Directive: Reproduce the following listing line for line, changing nothing.

Excerpted records:
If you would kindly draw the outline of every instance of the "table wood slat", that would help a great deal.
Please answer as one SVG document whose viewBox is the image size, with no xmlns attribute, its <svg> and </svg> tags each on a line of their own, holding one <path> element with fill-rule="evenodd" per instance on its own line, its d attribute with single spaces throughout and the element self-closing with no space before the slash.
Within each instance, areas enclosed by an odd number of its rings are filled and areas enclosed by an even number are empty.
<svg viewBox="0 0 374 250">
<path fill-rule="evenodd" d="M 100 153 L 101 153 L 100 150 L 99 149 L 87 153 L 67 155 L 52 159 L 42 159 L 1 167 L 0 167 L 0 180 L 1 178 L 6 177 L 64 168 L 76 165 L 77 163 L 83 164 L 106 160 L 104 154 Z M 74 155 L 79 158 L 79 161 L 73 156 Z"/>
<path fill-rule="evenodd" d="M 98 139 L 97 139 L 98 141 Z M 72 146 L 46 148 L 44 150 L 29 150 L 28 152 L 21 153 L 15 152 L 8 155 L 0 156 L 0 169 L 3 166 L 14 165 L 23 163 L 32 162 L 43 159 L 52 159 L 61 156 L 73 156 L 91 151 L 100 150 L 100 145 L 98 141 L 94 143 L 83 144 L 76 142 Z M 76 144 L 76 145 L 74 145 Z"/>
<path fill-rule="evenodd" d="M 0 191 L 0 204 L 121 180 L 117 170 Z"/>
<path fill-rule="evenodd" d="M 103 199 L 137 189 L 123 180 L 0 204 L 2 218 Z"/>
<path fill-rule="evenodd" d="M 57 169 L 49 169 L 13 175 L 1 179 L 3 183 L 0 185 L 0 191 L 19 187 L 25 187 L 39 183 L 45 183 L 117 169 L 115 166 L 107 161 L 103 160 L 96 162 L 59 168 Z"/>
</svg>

In response:
If you would kindly draw the outline of every instance of the "table wood slat", that would help a great deal.
Please answer as one SVG document whose viewBox is the image size, with no xmlns attribute, its <svg> and </svg> tags each on a line of their own, holding one <path> element with fill-rule="evenodd" per instance on its own line, its d attribute with single spaces throughout and the element self-closing with no space before the slash.
Within each instance, areas enclosed by an odd number of its rings are filled and areas enclosed by an even number are empty.
<svg viewBox="0 0 374 250">
<path fill-rule="evenodd" d="M 100 153 L 101 153 L 100 150 L 99 149 L 87 153 L 67 155 L 52 159 L 42 159 L 1 167 L 0 167 L 0 180 L 1 178 L 6 177 L 64 168 L 76 165 L 77 163 L 83 164 L 106 160 L 104 154 Z M 74 155 L 79 158 L 79 161 L 73 156 Z"/>
<path fill-rule="evenodd" d="M 98 139 L 97 139 L 98 141 Z M 72 146 L 46 148 L 44 150 L 29 150 L 28 152 L 21 153 L 15 152 L 8 155 L 0 156 L 0 169 L 3 166 L 14 165 L 23 163 L 32 162 L 43 159 L 52 159 L 61 156 L 73 156 L 91 151 L 100 150 L 100 145 L 98 141 L 94 143 L 83 144 L 76 142 Z M 76 144 L 76 145 L 74 145 Z"/>
<path fill-rule="evenodd" d="M 0 191 L 0 204 L 121 180 L 117 170 Z"/>
<path fill-rule="evenodd" d="M 103 199 L 137 189 L 123 180 L 0 204 L 2 218 Z"/>
<path fill-rule="evenodd" d="M 57 169 L 49 169 L 13 175 L 1 179 L 3 183 L 0 185 L 0 191 L 19 187 L 25 187 L 39 183 L 45 183 L 117 169 L 115 166 L 107 161 L 103 160 L 96 162 L 59 168 Z"/>
</svg>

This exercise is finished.